Your goal: Lines from the one containing "of the street" to the end of the data below are to be restated exactly, with both ends included and nothing else.

Record excerpts:
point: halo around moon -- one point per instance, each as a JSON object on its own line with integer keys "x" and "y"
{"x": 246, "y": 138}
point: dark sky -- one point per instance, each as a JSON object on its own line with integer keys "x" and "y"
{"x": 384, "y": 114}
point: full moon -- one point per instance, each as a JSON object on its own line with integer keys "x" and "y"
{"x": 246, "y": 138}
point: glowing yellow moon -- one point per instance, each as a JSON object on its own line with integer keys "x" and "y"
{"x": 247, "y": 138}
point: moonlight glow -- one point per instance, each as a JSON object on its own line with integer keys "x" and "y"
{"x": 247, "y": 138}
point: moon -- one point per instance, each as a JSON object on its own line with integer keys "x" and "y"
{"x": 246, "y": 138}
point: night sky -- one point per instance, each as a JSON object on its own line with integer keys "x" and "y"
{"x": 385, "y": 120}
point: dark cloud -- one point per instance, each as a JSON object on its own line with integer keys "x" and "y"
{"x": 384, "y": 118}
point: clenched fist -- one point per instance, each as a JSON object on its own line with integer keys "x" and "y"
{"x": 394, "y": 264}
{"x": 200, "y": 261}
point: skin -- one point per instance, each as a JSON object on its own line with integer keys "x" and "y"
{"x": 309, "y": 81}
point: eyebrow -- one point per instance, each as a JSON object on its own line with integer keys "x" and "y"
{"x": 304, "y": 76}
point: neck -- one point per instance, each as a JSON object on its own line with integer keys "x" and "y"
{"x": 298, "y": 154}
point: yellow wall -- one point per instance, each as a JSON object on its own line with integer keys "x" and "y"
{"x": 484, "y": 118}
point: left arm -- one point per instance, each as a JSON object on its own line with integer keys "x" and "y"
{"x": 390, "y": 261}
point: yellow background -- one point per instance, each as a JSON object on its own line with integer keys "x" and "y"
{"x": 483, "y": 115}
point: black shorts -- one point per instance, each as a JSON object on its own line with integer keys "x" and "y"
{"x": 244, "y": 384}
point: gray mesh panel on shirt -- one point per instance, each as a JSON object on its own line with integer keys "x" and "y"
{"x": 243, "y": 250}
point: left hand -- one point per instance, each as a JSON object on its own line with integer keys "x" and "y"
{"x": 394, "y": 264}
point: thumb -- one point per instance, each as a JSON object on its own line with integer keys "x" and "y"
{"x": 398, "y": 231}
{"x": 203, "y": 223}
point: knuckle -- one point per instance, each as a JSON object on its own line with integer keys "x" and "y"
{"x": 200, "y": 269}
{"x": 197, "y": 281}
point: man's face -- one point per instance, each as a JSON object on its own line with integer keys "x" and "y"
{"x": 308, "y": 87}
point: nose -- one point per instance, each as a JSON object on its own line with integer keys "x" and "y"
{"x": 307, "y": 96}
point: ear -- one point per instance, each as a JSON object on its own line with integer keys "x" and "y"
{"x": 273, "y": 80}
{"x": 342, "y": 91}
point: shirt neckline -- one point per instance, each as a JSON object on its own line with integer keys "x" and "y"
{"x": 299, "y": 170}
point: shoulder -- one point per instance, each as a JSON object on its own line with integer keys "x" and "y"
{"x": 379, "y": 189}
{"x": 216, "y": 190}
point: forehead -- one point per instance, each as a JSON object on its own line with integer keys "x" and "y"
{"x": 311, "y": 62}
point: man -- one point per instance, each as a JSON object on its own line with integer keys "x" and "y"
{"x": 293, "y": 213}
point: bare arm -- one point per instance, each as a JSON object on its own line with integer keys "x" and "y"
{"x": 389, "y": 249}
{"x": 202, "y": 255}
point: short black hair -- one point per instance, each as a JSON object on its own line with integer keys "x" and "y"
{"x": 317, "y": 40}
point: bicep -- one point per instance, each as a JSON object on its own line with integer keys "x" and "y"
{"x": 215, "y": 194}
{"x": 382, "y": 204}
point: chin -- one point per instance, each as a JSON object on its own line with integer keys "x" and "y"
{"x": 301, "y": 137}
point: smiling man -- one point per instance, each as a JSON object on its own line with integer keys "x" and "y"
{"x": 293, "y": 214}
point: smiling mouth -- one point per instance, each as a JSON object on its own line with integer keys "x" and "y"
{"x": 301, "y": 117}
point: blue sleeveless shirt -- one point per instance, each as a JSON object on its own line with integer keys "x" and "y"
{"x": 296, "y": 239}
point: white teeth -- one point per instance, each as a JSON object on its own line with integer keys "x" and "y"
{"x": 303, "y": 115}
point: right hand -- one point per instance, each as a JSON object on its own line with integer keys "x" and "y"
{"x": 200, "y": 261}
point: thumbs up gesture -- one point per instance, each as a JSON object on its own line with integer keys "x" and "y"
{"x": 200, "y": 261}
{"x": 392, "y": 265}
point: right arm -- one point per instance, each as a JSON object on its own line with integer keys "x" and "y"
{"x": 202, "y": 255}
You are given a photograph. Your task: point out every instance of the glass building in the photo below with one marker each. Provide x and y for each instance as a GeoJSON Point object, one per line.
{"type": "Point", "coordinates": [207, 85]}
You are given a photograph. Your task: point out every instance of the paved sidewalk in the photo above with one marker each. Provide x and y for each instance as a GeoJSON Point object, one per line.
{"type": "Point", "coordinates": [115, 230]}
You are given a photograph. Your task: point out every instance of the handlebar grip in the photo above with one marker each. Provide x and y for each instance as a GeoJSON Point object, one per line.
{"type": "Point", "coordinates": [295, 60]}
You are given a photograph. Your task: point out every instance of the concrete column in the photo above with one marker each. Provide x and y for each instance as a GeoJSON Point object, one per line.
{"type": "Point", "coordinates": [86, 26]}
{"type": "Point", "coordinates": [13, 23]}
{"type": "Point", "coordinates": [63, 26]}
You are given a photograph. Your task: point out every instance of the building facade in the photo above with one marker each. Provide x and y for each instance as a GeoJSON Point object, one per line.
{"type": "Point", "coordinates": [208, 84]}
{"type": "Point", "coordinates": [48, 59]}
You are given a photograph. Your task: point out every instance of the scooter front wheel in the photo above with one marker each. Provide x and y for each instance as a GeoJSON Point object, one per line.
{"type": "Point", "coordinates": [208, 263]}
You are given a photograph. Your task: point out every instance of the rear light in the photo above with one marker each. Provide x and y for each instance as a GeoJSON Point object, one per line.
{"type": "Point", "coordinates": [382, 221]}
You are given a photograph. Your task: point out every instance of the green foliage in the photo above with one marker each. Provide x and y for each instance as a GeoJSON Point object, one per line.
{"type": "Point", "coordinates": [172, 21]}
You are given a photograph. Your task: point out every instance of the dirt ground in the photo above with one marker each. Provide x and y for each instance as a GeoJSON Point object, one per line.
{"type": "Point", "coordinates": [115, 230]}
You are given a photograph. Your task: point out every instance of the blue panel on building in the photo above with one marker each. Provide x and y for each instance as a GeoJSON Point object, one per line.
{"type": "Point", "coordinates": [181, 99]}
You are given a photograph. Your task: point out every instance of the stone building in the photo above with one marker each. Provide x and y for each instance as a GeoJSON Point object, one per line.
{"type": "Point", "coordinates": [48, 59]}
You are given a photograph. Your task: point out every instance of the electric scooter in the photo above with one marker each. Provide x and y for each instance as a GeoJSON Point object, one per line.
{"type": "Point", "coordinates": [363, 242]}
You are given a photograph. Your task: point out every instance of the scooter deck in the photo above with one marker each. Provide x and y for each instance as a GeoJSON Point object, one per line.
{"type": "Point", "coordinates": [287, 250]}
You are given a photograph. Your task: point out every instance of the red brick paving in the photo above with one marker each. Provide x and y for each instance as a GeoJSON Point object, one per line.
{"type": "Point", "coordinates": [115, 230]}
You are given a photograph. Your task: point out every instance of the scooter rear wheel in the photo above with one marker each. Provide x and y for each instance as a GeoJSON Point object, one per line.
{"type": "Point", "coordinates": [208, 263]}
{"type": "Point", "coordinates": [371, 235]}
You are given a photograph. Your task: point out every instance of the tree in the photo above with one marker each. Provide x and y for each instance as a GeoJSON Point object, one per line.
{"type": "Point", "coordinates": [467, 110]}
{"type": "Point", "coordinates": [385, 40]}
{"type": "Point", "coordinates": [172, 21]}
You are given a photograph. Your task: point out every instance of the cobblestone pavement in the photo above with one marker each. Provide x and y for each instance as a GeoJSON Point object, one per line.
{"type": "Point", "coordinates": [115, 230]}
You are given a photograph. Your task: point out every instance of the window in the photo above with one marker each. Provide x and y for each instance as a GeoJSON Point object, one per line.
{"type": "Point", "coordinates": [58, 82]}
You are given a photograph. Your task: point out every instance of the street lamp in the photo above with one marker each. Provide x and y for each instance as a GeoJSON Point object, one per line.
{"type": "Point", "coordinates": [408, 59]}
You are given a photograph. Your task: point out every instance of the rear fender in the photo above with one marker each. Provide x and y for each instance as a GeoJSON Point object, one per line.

Written solution:
You are given a photograph. Your task: point out every instance of the street lamp in the photo above with one marker each. Provide x and y for each instance as a GeoJSON Point object, one per line.
{"type": "Point", "coordinates": [408, 59]}
You are given a photograph. Your task: point out every instance of the rear fender in the photo above with one marker each. Provide x and y for each instance as a GeoJSON Point object, one per line.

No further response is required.